(Given exercise) Update the items from the start through the line with "136, 201, 141]]", replacing "bcd strap" with "BCD strap" and keeping everything else unchanged. Leave the picture out of your answer.

(Records from a dataset)
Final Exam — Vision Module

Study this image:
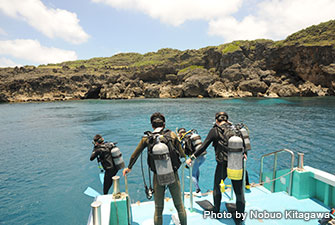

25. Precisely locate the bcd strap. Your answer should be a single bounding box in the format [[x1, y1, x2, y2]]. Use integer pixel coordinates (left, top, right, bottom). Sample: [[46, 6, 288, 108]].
[[228, 148, 243, 152], [151, 153, 170, 160], [112, 153, 122, 158], [192, 136, 201, 141]]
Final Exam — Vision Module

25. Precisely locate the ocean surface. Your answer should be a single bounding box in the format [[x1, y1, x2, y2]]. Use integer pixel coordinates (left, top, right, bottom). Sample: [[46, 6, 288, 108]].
[[0, 97, 335, 225]]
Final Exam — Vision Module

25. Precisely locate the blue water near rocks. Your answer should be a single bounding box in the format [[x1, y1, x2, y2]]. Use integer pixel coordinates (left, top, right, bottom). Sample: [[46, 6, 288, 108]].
[[0, 97, 335, 225]]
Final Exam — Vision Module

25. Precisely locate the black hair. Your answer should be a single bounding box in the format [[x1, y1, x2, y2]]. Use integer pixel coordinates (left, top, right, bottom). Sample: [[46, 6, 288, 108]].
[[93, 134, 104, 144], [215, 112, 228, 122], [150, 112, 165, 128], [178, 127, 186, 134]]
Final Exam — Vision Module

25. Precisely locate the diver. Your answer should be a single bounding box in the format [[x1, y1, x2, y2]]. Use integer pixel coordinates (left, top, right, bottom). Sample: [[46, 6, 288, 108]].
[[178, 128, 207, 196], [123, 112, 187, 225], [90, 134, 124, 195], [186, 112, 246, 224]]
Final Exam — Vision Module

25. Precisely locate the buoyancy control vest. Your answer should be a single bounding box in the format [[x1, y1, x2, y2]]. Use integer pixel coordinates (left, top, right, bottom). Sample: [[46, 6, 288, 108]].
[[145, 130, 181, 185], [215, 124, 251, 180], [182, 129, 207, 156], [110, 143, 125, 170], [95, 142, 124, 170]]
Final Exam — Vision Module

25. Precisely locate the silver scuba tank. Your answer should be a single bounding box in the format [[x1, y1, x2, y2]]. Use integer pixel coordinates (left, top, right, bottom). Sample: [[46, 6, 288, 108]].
[[111, 145, 124, 170], [190, 132, 202, 151], [152, 136, 175, 186], [227, 136, 243, 180], [240, 127, 251, 151]]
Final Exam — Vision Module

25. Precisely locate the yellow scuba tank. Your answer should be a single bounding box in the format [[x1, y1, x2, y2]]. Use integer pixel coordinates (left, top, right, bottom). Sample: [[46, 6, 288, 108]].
[[190, 130, 202, 151], [220, 180, 226, 193], [240, 127, 251, 151], [111, 144, 124, 170], [152, 136, 175, 186], [227, 136, 243, 180]]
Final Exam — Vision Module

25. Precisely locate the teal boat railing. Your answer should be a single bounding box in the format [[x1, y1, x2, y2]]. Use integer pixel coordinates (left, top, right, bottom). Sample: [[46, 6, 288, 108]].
[[259, 149, 294, 195], [181, 162, 193, 212]]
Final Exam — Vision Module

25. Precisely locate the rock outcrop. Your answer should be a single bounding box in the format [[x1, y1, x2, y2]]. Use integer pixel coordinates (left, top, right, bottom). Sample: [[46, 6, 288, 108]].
[[0, 21, 335, 103]]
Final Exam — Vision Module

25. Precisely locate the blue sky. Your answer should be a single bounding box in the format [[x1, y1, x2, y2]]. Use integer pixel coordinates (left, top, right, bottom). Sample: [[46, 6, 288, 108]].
[[0, 0, 335, 67]]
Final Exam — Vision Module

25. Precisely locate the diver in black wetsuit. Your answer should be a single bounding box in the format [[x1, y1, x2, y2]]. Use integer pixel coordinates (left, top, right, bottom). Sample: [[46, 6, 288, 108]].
[[186, 112, 246, 223], [90, 134, 118, 195]]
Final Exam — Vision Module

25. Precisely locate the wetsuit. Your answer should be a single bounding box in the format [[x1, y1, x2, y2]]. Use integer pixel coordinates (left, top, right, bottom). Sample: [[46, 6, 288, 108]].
[[90, 142, 118, 195], [194, 124, 245, 213], [128, 128, 187, 225], [181, 134, 207, 193]]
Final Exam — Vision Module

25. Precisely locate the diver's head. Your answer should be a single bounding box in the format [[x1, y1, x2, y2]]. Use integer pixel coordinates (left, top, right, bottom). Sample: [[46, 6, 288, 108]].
[[93, 134, 104, 145], [178, 128, 186, 138], [215, 112, 228, 123], [150, 112, 165, 129]]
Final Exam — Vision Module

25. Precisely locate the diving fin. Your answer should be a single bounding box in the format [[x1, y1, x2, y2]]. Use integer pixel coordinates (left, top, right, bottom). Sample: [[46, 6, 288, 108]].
[[99, 173, 105, 185], [84, 187, 101, 198], [196, 200, 214, 211], [226, 203, 244, 225]]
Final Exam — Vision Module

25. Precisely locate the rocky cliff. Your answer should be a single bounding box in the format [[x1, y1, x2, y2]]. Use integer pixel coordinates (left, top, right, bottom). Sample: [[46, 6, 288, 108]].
[[0, 21, 335, 102]]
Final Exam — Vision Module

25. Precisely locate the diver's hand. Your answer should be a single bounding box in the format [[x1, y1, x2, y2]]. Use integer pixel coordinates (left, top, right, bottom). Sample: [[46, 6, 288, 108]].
[[122, 168, 131, 176], [186, 158, 192, 166]]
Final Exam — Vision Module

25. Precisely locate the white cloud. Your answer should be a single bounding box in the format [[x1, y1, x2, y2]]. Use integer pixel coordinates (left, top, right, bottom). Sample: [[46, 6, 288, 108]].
[[0, 39, 77, 64], [0, 27, 7, 36], [91, 0, 335, 42], [209, 0, 335, 41], [91, 0, 242, 26], [0, 0, 89, 44], [0, 57, 22, 67]]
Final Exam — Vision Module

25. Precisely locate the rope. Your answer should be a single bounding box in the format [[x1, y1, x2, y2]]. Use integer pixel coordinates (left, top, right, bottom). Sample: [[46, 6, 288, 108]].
[[254, 168, 298, 186], [114, 198, 120, 225]]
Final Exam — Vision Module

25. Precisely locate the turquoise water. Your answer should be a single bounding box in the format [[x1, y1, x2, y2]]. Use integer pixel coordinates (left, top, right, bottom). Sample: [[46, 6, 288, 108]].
[[0, 97, 335, 225]]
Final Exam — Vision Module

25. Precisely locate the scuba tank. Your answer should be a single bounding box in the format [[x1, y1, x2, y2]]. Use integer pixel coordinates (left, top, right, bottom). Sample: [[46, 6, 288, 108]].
[[227, 136, 243, 180], [190, 130, 202, 151], [111, 144, 124, 170], [240, 127, 251, 151], [152, 136, 175, 186]]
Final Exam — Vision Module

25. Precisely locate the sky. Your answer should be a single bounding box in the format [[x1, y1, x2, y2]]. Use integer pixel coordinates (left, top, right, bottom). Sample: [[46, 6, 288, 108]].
[[0, 0, 335, 67]]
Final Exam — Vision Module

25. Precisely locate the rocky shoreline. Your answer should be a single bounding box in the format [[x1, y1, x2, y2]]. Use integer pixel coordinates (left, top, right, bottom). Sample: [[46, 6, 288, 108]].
[[0, 23, 335, 102]]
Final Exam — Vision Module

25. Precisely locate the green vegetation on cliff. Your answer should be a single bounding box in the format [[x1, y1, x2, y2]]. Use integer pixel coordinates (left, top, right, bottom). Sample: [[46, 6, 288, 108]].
[[283, 20, 335, 46], [36, 20, 335, 71]]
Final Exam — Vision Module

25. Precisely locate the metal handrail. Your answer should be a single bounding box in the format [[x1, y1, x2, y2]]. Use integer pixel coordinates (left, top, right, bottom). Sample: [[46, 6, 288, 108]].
[[259, 149, 294, 195], [181, 162, 193, 212], [181, 162, 185, 205], [189, 164, 193, 212]]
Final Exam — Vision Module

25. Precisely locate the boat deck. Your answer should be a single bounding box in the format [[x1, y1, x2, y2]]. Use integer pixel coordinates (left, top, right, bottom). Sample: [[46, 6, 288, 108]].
[[132, 187, 329, 225]]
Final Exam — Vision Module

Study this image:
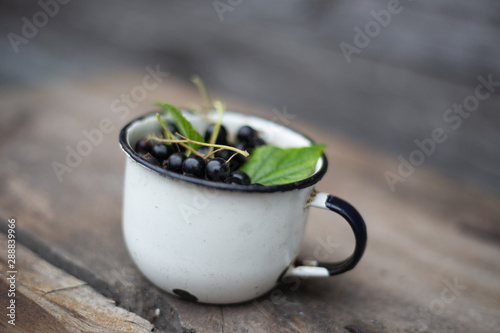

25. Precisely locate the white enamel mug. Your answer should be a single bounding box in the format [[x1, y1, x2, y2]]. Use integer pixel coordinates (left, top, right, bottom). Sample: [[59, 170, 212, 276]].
[[120, 112, 367, 304]]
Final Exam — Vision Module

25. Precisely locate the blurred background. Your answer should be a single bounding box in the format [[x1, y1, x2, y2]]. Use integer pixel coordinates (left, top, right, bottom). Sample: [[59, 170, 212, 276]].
[[0, 0, 500, 193]]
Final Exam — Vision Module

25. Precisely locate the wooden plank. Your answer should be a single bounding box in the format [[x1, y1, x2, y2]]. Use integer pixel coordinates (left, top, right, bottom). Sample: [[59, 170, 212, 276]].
[[0, 235, 152, 333], [0, 72, 500, 333]]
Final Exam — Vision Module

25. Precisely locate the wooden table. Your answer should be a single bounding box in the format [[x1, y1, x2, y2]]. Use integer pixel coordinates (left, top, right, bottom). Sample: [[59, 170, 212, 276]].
[[0, 72, 500, 333]]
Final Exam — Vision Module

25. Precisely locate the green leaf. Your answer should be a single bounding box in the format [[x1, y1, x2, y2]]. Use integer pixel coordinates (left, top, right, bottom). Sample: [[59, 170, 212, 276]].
[[156, 103, 205, 149], [241, 144, 326, 185]]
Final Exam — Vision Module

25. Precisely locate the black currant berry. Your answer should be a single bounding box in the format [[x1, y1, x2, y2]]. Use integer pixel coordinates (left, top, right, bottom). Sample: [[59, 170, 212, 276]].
[[166, 153, 186, 173], [167, 124, 180, 138], [142, 153, 160, 166], [196, 146, 209, 155], [151, 143, 173, 163], [224, 177, 245, 185], [237, 126, 257, 143], [231, 170, 251, 185], [250, 137, 266, 148], [205, 124, 227, 145], [182, 155, 207, 178], [205, 157, 230, 182], [135, 139, 152, 155]]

(Written answer)
Final Exam — Vision Module

Study this image:

25. Precisely locate the BCD strap. Your answer should be a single bounding box in the format [[x1, y1, x2, y2]]. Use integer pixel coordinates (left, top, right, bottom). Sample: [[46, 6, 288, 108]].
[[228, 148, 243, 152], [151, 153, 170, 160], [112, 153, 122, 158], [192, 136, 201, 141]]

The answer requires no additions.